Petunjuk Tugas:
1. Menurut tulisan tentang Amung Tjandra, di mana dan kapan tokoh itu lahir?
2. Teruskan tulisan tentang Amung Tjandra mulai dari kalimat terakhirnya.

Teks Dokumen:
_ _ _ _

Oleh: AHMADI SOFYAN
Penulis Buku/Pemerhati Sosial Budaya
“DULU menjadi Anggota Dewan itu benar-benar bekerja, tidak ada main proyek, tidak ada fasilitas, apalagi money politic. Pokoknya bekerja untuk rakyat dan membangun daerah”
(Amung Tjandra)
BICARA tentang Perjuangan Pembentukan Provinsi Kepulauan Bangka Belitung, tidak lepas dari nama sosok ini, Amung Tjandra (Tjen Hon Liong). Bersama Datuk Sri Haji Romawi Latif, sosok ini boleh dikatakan “Kelekak Terakhir” dari perjuangan Pembentukan Provinsi Kepulauan Bangka Belitung yang menginspirasi para pejuang generasi ke-3 (reformasi) sehingga berhasil menjadikan Bangka Belitung memisahkan diri dari Sumatera Selatan.
Penulis merasa bangga sebab banyak waktu bercengkerama dengan Amung Tjandra semasa hidupnya. Bahkan beliau mengangkat penulis menjadi anaknya. “Ahmadi, kamu anak saya, saya dan ibu, angkat kamu sebagai anak” kalimat itu terus terngiang di kepala saya dan ada rasa bangga serta bahagia. Ternyata, anak-anak kandung Pak Amung Tjandra, sampai detik ini, walau Pak Amung Tjandra dan ibu telah tiada, memperlakukan saya seperti saudara kandung. Ketika Pak Amung meninggal dunia, malam sebelum dimakamkan, atas kesepakatan keluarga besar, saya mewakili keluarga untuk memberikan sambutan atas nama keluarga besar Amung Tjandra (Tjen Hon Liong). Pun di pemakamannya, saya diberi kesempatan sama dengan anak-anak kandung beliau guna menabur bunga di tanam pemakaman dan disebut sebagai anak dari Amung Tjandra.
Amung Tjandra (Tjen Hon Liong) adalah anak dari pasangan Tjen Fo Sang dan Yap Kon Khiun. Amung Tjandra lahir di Mentok, 26 Februari 1929. Anak ke-4 dari 8 bersaudara ini kelak menjadi sosok legendaris dalam perjalanan sejarah Provinsi Kepulauan Bangka Belitung. Sedangkan Ayah Amung Tjandra, Tjen Fo Sang adalah sosok yang dikenal sebagai pegawai timah di Bangka Tin Winning (BTW) dengan jabatan Komis. Ayahnya juga menulis buku dengan bahasa Belanda dan Hakka dan karena karya buku inilah ia mendapat Penghargaan dari Pemerintah Belanda. Keluarga mereka ini mengagumi sosok dan perjuangan Bung Karno. Ketika Bung Karno diasingkan di Mentok, Tjen Fo Sang inilah yang menjadi perantara antara Bung Karno dan Tony Wen. Sedangkan Tony Wen adalah salah satu pejuang yang notabene adalah kakak ipar dari Tjen Fo Sang (ayah Amung Tjandra).

_ _ _ _

Data Tercatat:

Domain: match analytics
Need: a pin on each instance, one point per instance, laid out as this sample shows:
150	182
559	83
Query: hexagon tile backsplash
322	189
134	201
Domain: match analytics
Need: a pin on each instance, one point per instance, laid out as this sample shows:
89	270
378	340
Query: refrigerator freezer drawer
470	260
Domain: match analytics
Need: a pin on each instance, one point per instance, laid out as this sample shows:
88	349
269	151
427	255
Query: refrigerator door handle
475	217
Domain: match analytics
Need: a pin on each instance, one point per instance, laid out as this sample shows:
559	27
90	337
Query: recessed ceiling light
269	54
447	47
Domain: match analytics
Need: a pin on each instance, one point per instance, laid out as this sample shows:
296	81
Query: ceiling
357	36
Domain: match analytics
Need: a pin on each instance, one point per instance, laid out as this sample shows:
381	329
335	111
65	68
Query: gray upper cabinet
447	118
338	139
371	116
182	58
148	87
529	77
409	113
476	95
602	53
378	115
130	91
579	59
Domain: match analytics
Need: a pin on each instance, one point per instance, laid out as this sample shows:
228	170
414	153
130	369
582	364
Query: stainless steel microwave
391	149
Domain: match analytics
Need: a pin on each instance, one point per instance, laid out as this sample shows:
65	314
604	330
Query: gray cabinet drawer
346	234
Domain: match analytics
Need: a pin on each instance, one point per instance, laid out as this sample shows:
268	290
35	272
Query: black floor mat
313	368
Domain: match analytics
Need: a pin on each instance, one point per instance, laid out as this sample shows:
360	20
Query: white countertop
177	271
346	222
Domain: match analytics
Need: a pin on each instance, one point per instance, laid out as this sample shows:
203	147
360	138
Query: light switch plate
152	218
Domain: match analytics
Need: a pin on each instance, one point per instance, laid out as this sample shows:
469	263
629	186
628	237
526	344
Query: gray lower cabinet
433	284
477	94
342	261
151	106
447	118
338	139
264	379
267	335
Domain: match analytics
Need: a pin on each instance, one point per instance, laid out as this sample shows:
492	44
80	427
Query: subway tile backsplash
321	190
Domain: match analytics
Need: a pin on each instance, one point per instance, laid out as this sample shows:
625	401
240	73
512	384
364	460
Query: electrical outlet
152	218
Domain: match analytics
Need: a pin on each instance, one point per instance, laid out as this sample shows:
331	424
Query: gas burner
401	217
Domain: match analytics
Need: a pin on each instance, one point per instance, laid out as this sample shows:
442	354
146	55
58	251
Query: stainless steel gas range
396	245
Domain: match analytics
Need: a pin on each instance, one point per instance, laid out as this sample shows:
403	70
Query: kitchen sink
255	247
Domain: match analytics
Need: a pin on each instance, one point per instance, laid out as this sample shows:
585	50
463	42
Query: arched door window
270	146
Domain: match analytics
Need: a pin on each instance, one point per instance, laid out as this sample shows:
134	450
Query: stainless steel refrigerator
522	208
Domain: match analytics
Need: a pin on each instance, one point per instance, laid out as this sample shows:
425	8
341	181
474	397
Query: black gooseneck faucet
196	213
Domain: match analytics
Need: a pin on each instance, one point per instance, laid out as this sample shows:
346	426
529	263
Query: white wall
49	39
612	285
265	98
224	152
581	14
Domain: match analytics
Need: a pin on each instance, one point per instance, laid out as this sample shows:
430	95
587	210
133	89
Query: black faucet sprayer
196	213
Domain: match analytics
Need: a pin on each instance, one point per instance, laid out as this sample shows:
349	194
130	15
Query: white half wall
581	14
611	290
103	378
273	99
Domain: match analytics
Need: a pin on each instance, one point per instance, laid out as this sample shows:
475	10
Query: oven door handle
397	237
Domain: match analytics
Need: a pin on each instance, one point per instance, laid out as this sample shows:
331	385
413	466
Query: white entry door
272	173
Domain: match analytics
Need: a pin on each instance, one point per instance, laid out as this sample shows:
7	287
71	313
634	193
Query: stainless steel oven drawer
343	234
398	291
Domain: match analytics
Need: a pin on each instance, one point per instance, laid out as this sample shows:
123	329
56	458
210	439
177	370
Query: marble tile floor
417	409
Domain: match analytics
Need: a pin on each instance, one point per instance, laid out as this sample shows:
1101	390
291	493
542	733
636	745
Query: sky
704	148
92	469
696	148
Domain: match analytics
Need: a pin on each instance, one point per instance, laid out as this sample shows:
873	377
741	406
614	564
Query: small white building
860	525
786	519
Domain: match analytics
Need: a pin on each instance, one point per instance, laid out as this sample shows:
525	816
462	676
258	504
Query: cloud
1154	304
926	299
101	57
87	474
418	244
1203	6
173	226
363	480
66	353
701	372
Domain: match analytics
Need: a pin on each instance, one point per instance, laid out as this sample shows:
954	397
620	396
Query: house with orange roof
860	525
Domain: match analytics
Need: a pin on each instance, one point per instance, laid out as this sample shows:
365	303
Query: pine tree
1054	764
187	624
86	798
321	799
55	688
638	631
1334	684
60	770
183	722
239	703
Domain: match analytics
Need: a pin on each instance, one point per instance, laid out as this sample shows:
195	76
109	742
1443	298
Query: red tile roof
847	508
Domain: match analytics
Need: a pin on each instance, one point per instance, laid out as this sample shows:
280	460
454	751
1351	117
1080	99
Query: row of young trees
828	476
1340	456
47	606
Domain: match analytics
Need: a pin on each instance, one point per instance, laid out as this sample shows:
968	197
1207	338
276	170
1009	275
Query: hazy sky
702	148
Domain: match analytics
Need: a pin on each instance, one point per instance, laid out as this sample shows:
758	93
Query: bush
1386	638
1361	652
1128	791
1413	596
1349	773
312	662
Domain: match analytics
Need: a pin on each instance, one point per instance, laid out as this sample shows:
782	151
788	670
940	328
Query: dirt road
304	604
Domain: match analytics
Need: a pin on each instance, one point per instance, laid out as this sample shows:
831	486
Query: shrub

_ _ _ _

Jawaban Soal:
1. Di Mentok, 26 Februari 1929.

2.
Amung Tjandra menghabiskan masa kecilnya di Kota Mentok sampai usia 12 tahun. Ia mengenyam pendidikan di Lagere School (setingkat SD) di St. Maria Mentok. Semasa sekolah disini, Amung Tjandra aktif di Padvinder (Kepanduan/Pramuka) dan dipercaya menjadi Group Leider yang mereka beri nama Houtduivien (Merpati).
Dari Mentok Mengungsi ke Pangkalpinang & Batavia
Ketika penjajah Jepang masuk ke Mentok, Amung Tjandra dan keluarganya mengungsi ke Aek Item Kota Pangkalpinang, tepatnya di rumah kakek dari pihak ibu, Yap Ten Tiam. Selama dalam pengungsian di masa penjajahan Jepang, Amung Tjandra melanjutkan pendidikannya di sekolah Tionghua yang bernama THHK yang bertempat di pasar pembangunan Kota Pangkalpinang. Di sekolah ini, Amung Tjandra diajarkan bahasa Mandarin dan Jepang. 1 tahun ia menempuh pendidikan di THHK, selanjutnya Amung Tjandra menyelesaikan sekolahnya di Budi Mulia yang terletak di dekat Gereja Katedral Pangkalpinang.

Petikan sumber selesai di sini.